Texto para leitura =

= = =

Contraditando o discurso otimista da Penalogia positivista, os criminologistas da Escola Crítica declaram que o sistema punitivo é reflexo da luta de classes e da competição entre grupos visando à hegemonia do poder, e por essa razão não existe igualdade na execução da pena, o que seria na visão dos críticos um mito da dogmática jurídica.

Especificamente, os penalistas crítico-marxistas afirmam que a retribuição equivalente do crime pela pena existe como retribuição desigual nas sociedades capitalistas, como indica a dupla seletividade do sistema penal:

1 - No sistema legal, há proteção penal seletiva de interesses e necessidades das classes sociais hegemônicas.

2 - No sistema de justiça criminal, a repressão penal seletiva das classes sociais subalternas (realizada conforme indicadores sociais negativos de marginalização, desemprego, pobreza etc.) gera estereótipos, preconceitos, idiossincrasias e outras deformações ideológicas dos agentes de controle social (as chamadas meta-regras), decidindo sobre a criminalização concreta de oprimidos sociais (SANTOS, s.d., p. 6).

Ainda na visão dos penalistas críticos, em geral, o fracasso das funções declaradas da prisão refere-se ao projeto fictício e desumano de correção do condenado, como demonstram todas as pesquisas empíricas dos últimos duzentos anos. Como resultado indesejável da prisão, a Criminologia Crítica nota que quanto maior é a pena, maior será a chance de reincidência criminal.  Além disso, a prisão constitui um submundo, uma subcultura de delinquentes, onde o criminoso sofre deformações emocionais e aumenta o grau de agressividade sobre o sistema e os adversários do cárcere (SANTOS, s.d., p. 6). 

Segundo os penalistas da Escola Crítica o êxito das funções reais da prisão consiste muito mais em garantir as desigualdades sociais da sociedade capitalista do que rehumanizar o apenado. Nessa perspectiva, para os criminologistas críticos o presídio é uma vitrine exibicionista do poder de uma classe dominante sobre outra classe oprimida (SANTOS, s.d., p. 6).

9.Teoria da associação diferencial

Desenvolvida por Sutherland, essa teoria considera que a criminalidade é resultado do envolvimento do indivíduo em comportamentos inadequados que são compartilhados na convivência diária em grupos específicos e marginais. Nessa teoria, o indivíduo comete crime se acreditar que o delito vai trazer reconhecimento e prestígio no grupo que é do seu interesse pessoal. De acordo com Penteado Filho (2012, cap. 5) “Sutherland não propôs a associação entre criminosos e não criminosos, mas sim entre definições favoráveis ou desfavoráveis ao delito”. Nesse contexto, lembrou Penteado Filho, “a associação diferencial é um processo de apreensão de comportamentos desviantes, que requer conhecimento e habilidade para se locupletar das ações desviantes. Isso é aprendido e promovido por gangues urbanas, grupos empresariais, aquelas despertadas para a prática de furtos e arruaças, e estes, para a prática de sonegações e fraudes comerciais”.

= = =

Itens fornecidos =

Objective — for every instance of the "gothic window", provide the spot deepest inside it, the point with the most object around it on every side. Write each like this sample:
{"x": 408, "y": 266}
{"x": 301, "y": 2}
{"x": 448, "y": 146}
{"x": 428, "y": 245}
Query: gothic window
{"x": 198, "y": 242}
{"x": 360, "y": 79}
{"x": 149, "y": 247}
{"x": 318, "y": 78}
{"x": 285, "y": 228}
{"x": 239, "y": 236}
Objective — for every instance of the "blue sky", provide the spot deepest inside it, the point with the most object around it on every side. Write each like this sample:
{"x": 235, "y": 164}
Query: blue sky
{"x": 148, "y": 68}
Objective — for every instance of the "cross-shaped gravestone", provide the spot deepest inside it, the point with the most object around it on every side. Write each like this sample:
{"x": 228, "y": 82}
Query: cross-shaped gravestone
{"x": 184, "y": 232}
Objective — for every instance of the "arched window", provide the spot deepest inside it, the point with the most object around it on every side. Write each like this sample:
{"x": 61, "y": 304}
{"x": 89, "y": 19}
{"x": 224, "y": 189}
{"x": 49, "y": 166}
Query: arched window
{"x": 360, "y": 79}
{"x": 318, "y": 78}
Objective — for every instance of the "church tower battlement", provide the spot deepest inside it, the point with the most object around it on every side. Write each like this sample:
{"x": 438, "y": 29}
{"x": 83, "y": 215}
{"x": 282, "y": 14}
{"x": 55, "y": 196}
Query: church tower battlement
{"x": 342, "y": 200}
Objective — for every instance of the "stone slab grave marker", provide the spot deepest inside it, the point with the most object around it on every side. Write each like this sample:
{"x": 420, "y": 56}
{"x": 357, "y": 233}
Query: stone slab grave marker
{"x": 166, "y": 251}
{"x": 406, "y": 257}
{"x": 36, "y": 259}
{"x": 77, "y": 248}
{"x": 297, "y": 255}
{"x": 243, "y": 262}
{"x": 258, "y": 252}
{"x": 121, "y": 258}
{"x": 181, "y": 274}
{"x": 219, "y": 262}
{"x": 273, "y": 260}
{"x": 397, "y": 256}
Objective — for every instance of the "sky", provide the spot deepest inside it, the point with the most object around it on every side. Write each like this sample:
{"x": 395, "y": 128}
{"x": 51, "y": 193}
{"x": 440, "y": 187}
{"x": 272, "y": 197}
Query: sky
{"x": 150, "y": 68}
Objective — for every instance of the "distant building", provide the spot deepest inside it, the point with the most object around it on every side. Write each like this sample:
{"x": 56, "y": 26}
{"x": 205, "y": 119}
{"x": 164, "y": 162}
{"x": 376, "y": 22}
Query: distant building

= = =

Exercícios propostos =
(1) Traduza para o inglês esta frase do texto para leitura: "Desenvolvida por Sutherland, essa teoria considera que a criminalidade é resultado do envolvimento do indivíduo em comportamentos inadequados que são compartilhados na convivência diária em grupos específicos e marginais."
(2) No texto para leitura, o que a Criminologia Crítica nota sobre a relação entre o tamanho da pena e a reincidência criminal?
(3) Altere o trecho do texto para leitura que começa em "1 - No sistema" e vai até "sociais (SANTOS, s.d., p. 6).", colocando "dominantes" no lugar de "hegemônicas".

Respostas =
(1) Developed by Sutherland, this theory holds that criminality results from the individual's involvement in inappropriate behaviors that are shared in daily interaction within specific, marginal groups.

(2) Quanto maior é a pena, maior será a chance de reincidência criminal.

(3)
1 - No sistema legal, há proteção penal seletiva de interesses e necessidades das classes sociais dominantes.

2 - No sistema de justiça criminal, a repressão penal seletiva das classes sociais subalternas (realizada conforme indicadores sociais negativos de marginalização, desemprego, pobreza etc.) gera estereótipos, preconceitos, idiossincrasias e outras deformações ideológicas dos agentes de controle social (as chamadas meta-regras), decidindo sobre a criminalização concreta de oprimidos sociais (SANTOS, s.d., p. 6).